> Testo fornito
○ ○ ○ ○

(Galleria del Ponte – Corso Moncalieri 3, Torino: dal 21 settembre al 12 novembre 2011)
Orario: da martedì a sabato 10-12,30 e 16-19,30
Una quarantina di opere di Mario Lattes a dieci anni dalla sua scomparsa, per ripercorrere un’avventura artistica poliedrica che abbraccia cinquant’anni di attività pittorica. È la mostra antologica “Mario Lattes. Frammenti d’identità”, dedicata ai lavori del pittore, alcuni raramente esposti, che inaugura mercoledì 21 settembre 2011 alla Galleria del Ponte di Torino nella sede di corso Moncalieri n. 3.
L’esposizione è organizzata dalla Fondazione Bottari Lattes in collaborazione con la Galleria del Ponte ed è curata da Vincenzo Gatti e dal gallerista Stefano Testa.
Si tratta di un Percorso espositivo cronologico, che parte dagli anni Cinquanta per arrivare agli anni Novanta e documenta i diversi modi espressivi e i numerosi interessi del pittore Mario Lattes. La mostra prosegue fino a sabato 12 novembre 2011, secondo il seguente orario: da martedì a sabato 10-12,30 e 16-19,30 (altri orari su appuntamento).
Autore raffinato e capace di dare vita a immagini oniriche, Mario Lattes ha sperimentato tecniche e linguaggi eterogenei con i quali ha espresso il dolore dell’esistenza e la propria rivendicazione di libertà da ogni pregiudizio. La sua opera racchiude momenti d’ispirazione ora astratta ora espressionista, ora visionaria, per approdare a suggestioni visive, senza mai essere imprigionata in categorie o movimenti. Dagli oli su tela o su carta, alla grafica, fino agli acquerelli, tempera e tecniche miste, la produzione pittorica di Lattes si distingue anche per i temi affrontati: le contraddizioni della vita, il dolore e le difficoltà nella quotidianità, le memorie e la consapevolezza della propria frammentata identità, la ribellione alle idee preconfezionate, alla volgarità delle mode. Le opere esposte appartengono agli eredi di Mario Lattes e sono custodite presso la Fondazione Mario Lattes di Torino, istituita nel 2005.

○ ○ ○ ○

> Dati forniti
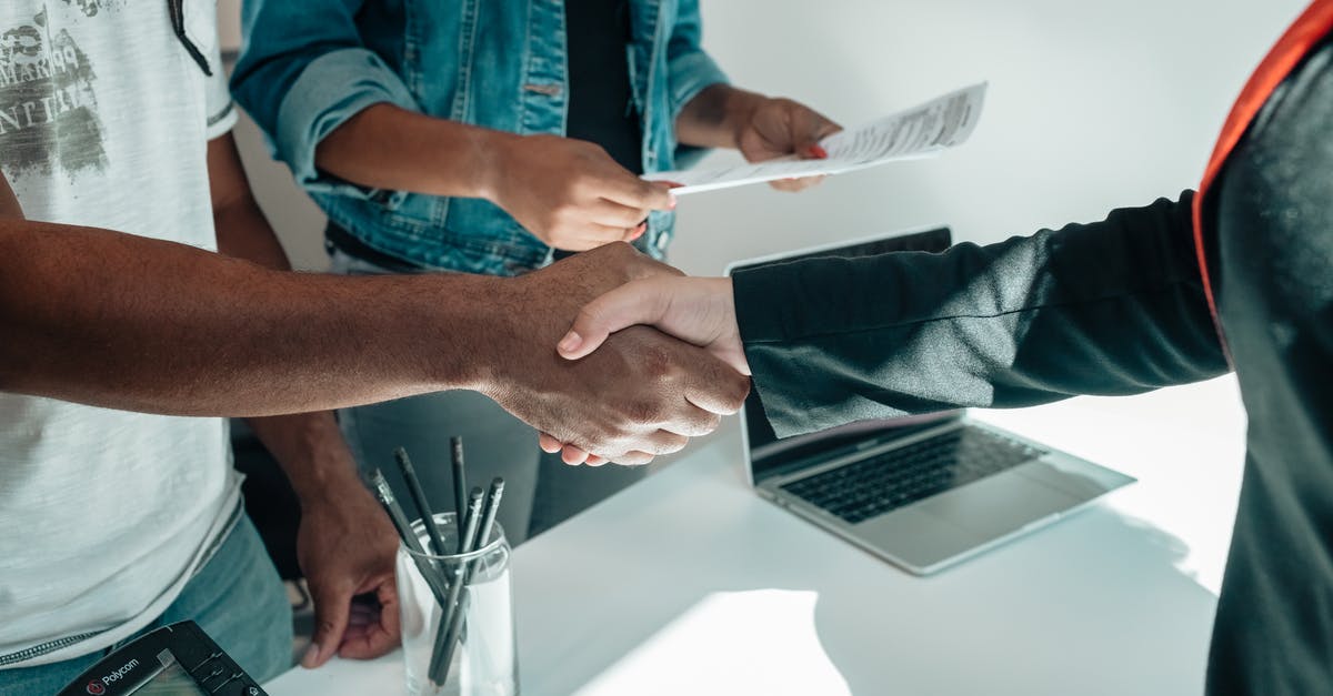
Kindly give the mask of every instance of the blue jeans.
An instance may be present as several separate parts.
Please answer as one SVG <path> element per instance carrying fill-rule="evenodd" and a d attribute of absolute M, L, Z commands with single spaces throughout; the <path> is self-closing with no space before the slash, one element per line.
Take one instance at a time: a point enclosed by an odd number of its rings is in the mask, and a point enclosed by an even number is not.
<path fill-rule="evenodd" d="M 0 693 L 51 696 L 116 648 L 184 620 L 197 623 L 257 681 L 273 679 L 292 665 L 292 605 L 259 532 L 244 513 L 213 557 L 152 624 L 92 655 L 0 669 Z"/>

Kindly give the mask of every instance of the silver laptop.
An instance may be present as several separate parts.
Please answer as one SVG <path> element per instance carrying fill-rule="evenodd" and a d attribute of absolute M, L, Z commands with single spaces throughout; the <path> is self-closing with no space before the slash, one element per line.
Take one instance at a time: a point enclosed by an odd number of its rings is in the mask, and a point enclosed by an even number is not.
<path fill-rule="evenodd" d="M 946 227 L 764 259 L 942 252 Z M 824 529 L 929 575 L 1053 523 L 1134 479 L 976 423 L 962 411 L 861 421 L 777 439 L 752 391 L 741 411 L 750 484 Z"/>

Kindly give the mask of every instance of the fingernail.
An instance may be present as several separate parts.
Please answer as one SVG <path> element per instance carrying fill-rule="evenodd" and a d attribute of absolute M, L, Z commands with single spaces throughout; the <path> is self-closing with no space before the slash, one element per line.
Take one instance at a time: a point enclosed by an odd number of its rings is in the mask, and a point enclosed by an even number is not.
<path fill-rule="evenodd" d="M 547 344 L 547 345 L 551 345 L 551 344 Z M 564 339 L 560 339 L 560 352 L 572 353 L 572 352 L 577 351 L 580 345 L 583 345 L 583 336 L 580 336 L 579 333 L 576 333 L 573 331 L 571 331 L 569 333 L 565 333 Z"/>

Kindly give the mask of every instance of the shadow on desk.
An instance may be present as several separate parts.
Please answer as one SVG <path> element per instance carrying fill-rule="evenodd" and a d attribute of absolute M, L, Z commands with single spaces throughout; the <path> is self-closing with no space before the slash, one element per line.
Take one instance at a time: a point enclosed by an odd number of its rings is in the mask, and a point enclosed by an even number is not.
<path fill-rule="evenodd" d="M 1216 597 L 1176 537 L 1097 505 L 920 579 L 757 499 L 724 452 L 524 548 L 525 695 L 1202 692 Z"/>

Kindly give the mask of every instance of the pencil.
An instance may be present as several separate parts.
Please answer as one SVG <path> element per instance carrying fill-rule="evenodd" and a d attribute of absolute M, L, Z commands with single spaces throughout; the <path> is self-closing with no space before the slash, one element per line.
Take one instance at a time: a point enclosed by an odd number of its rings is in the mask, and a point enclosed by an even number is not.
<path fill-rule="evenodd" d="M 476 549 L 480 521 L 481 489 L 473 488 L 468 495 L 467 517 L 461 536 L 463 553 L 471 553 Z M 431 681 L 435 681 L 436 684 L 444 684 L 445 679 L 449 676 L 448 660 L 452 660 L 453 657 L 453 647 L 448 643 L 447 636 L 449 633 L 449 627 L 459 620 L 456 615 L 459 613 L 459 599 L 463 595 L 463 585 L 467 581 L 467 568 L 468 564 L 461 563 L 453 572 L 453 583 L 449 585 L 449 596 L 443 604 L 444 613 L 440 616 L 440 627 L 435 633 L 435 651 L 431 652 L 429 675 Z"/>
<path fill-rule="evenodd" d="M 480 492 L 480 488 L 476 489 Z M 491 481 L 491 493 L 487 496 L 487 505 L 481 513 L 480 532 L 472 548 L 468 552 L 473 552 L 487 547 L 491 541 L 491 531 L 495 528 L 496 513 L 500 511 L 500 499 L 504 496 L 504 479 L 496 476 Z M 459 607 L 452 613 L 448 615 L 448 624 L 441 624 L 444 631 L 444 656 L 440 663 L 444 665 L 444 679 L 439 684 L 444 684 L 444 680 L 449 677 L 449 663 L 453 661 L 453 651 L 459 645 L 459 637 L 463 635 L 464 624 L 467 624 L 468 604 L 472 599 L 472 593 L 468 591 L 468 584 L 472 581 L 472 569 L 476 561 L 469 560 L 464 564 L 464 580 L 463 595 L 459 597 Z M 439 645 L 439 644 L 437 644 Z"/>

○ ○ ○ ○

> Completi quanto segue
1: Trascriva senza alcuna modifica, fra i record, il tratto che si apre con la riga contenente "Kindly give the mask of every instance of the pencil." e si chiude con la riga contenente "476 549 L 480", entrambe comprese.
2: Scriva il seguito del testo sulla mostra dedicata a Mario Lattes, riprendendo da dove termina.
Il testo e i record non hanno alcun legame fra loro.

> Risposte per compito
1:
Kindly give the mask of every instance of the pencil.
An instance may be present as several separate parts.
Please answer as one SVG <path> element per instance carrying fill-rule="evenodd" and a d attribute of absolute M, L, Z commands with single spaces throughout; the <path> is self-closing with no space before the slash, one element per line.
Take one instance at a time: a point enclosed by an odd number of its rings is in the mask, and a point enclosed by an even number is not.
<path fill-rule="evenodd" d="M 476 549 L 480 521 L 481 489 L 473 488 L 468 495 L 467 517 L 461 536 L 463 553 L 471 553 Z M 431 681 L 435 681 L 436 684 L 444 684 L 445 679 L 449 676 L 448 660 L 452 660 L 453 657 L 453 647 L 448 643 L 447 636 L 449 633 L 449 627 L 459 620 L 456 615 L 459 613 L 459 599 L 463 595 L 463 585 L 467 581 L 467 568 L 468 564 L 461 563 L 453 572 L 453 583 L 449 585 L 449 596 L 443 604 L 444 613 L 440 616 L 440 627 L 435 633 L 435 651 L 431 652 L 429 675 Z"/>

2:
La sua scrittura e la sua pittura raffigurano prevalentemente degli interni. Inutile cercare di indovinare l’ora e la stagione. La luce esterna è come inghiottita dal buco nero della raffigurazione. È diventata un’entità neutra, diffusa ma vagamente opaca, artificiale, senza strappi né tagli, come negli obitori all’alba. Sciamano di sé stesso, Lattes sa anche troppo bene che la partita si gioca lì, nel luogo (parola che detesta) dell’assenza, della paura, del conflitto, della non-comunicazione, della non relazione, dell’oscurità. Una partita che non è in grado di vincere. (Ernesto Ferrero, presentazione mostra, Fondazione Bottari Lattes, Monforte d’Alba, 2010).
Il pennello di Lattes, la cui mente è di implacabile razionalità, segue gli impulsi, le emozioni, gli abbandoni di una irrimediabile inquietudine. Per rappresentare questa condizione basta a Lattes non muoversi dal suo studio, dalle atmosfere dove si consuma, con il sapore di un lento veleno, la vita. (Vittorio Sgarbi, presentazione mostra, Galleria Don Chisciotte, Roma, 1988).
Lattes rimane, tuttavia, un pittore isolato, particolare. Ciò è dovuto alla formazione culturale, alle ragioni esistenziali, alla privata etica. Tutto questo – è positivo poterlo sottolineare – ha un riscontro fedele nel suo lavoro. Basta una lettura attenta di queste ustioni, di questi strappi, delle piaghe, delle pressioni, delle nere nuvole e delle nebbie, dei bianchi evocati, delle fantasmiche apparizioni ambigue, la struggente mestizia nelle immagini quotidiane, il senso tragico nel ricalco dei merletti (come brandelli di sudari ricuperati da umide sepolture), le geologie dei reperti fossili e delle rocce, le impronte, la cenere, le presenze allucinate di animali simbolici, le figure ieratiche (quasi simulacri di riti oscuri di magia) dei santi, basta saper leggere tutto questo, dico, per penetrare nel profondo segreto di quella solitudine, di quel silenzio intimo che è il messaggio etico di Mario Lattes. (Renzo Margonari, presentazione mostra, Galleria Mutina, Modena, 1972).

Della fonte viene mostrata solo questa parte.